> _Document section_:
* START *

Note that there is no network state maintained at the controller; there is no analog here of the table dictionary of l2_pairs.py.

Suppose we have a simple network h1–s1–h2. When h1 sends to h2, the controller will add to s1’s table 0 an entry indicating that h1 is a known source address. It will also add to s1’s table 1 an entry indicating that h1 is reachable via the port on s1’s left. Similarly, when h2 replies, s1 will have h2 added to its table 0, and then to its table 1.

18.9.4   multitrunk.py

The goal of the multitrunk example is to illustrate how different TCP connections between two hosts can be routed via different paths; in this case, via different “trunk lines”. This example and the next are not part of the standard distributions of either Mininet or Pox. Unlike the other examples discussed here, these examples consist of Mininet code to set up a specific network topology and a corresponding Pox controller module that is written to work properly only with that topology. Most real networks evolve with time, making such a tight link between topology and controller impractical (though this may sometimes work well in datacenters). The purpose here, however, is to illustrate specific OpenFlow possibilities in a (relatively) simple setting.

The multitrunk topology involves multiple “trunk lines” between host h1 and h2, as in the following diagram; the trunk lines are the s1s3 and s2s4 links.

_images/multitrunk12.svg

The Mininet file is multitrunk12.py and the corresponding Pox module is multitrunkpox.py. The number of trunk lines is K=2 by default, but can be changed by setting the variable K. We will prevent looping of broadcast traffic by never flooding along the s2s4 link.

TCP traffic takes either the s1s3 trunk or the s2s4 trunk. We will refer to the two directions h1h2 and h2h1 of a TCP connection as flows, consistent with the usage in 8.1   The IPv6 Header. Only h1h2 flows will have their routing vary; flows h2h1 will always take the s1s3 path. It does not matter if the original connection is opened from h1 to h2 or from h2 to h1.

The first TCP flow from h1 to h2 goes via s1s3. After that, subsequent connections alternate in round-robin fashion between s1s3 and s2s4. To achieve this we must, of course, include TCP ports in the OpenFlow forwarding information.

All links will have a bandwidth set in Mininet. This involves using the link=TCLink option; TC here stands for Traffic Control. We do not otherwise make use of the bandwidth limits. TCLinks can also have a queue size set, as in 18.6   TCP Competition: Reno vs Vegas.

* END *

> _Outline annotation listing_:
* START *

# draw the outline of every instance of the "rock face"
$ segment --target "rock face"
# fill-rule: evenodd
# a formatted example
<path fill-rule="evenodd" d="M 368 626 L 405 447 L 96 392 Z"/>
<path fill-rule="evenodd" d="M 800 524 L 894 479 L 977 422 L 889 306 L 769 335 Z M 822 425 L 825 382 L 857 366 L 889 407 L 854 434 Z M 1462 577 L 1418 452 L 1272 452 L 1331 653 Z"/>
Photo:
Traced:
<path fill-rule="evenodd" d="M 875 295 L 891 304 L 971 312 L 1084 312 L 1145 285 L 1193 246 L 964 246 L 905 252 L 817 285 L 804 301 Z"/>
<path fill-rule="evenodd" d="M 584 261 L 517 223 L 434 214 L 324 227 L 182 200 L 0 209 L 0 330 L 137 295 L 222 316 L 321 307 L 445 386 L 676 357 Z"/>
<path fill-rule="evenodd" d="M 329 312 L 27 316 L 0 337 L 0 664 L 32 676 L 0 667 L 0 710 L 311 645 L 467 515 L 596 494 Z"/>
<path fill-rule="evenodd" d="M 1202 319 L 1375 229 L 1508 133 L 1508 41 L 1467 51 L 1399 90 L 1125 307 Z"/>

* END *

> _Directive 1_: Convert the listing, from its first line through the line containing "368 626 L 405", into a Markdown table with the columns Row and Listing line, omitting blank lines.
> _Directive 2_: Continue the passage on the multitrunk Mininet and Pox example from the point where it stops.
The passage and the listing are independent materials and do not relate to each other.

> _Task answer 1_:
| Row | Listing line |
|---|---|
| 1 | # draw the outline of every instance of the "rock face" |
| 2 | $ segment --target "rock face" |
| 3 | # fill-rule: evenodd |
| 4 | # a formatted example |
| 5 | <path fill-rule="evenodd" d="M 368 626 L 405 447 L 96 392 Z"/> |

> _Task answer 2_:
For ARP and ICMP traffic, two OpenFlow tables are used as in 18.9.3   l2_nx.py. The PacketIn messages for ARP and ICMP packets are how switches learn of the MAC addresses of hosts, and also how the controller learns which switch ports are directly connected to hosts. TCP traffic is handled differently, below.

During the initial handling of ConnectionUp messages, switches receive their default packet-handling instructions for ARP and ICMP packets, and a SwitchNode object is created in the controller for each switch. These objects will eventually contain information about what neighbor switch or host is reached by each switch port, but at this point none of that information is yet available.

The next step is the handling of LinkEvent messages, which are initiated by the discovery module. This module must be included on the ./pox.py command line in order for this example to work. The discovery module sends each switch, as it connects to the controller, a special discovery packet in the Link Layer Discovery Protocol (LLDP) format; this packet includes the originating switch’s dpid value and the switch port by which the originating switch sent the packet. When an LLDP packet is received by the neighboring switch, that switch forwards it back to the controller, together with the dpid and port for the receiving switch. At this point the controller knows the switches and port numbers at each end of the link. The controller then reports this to our multitrunkpox module via a LinkEvent event.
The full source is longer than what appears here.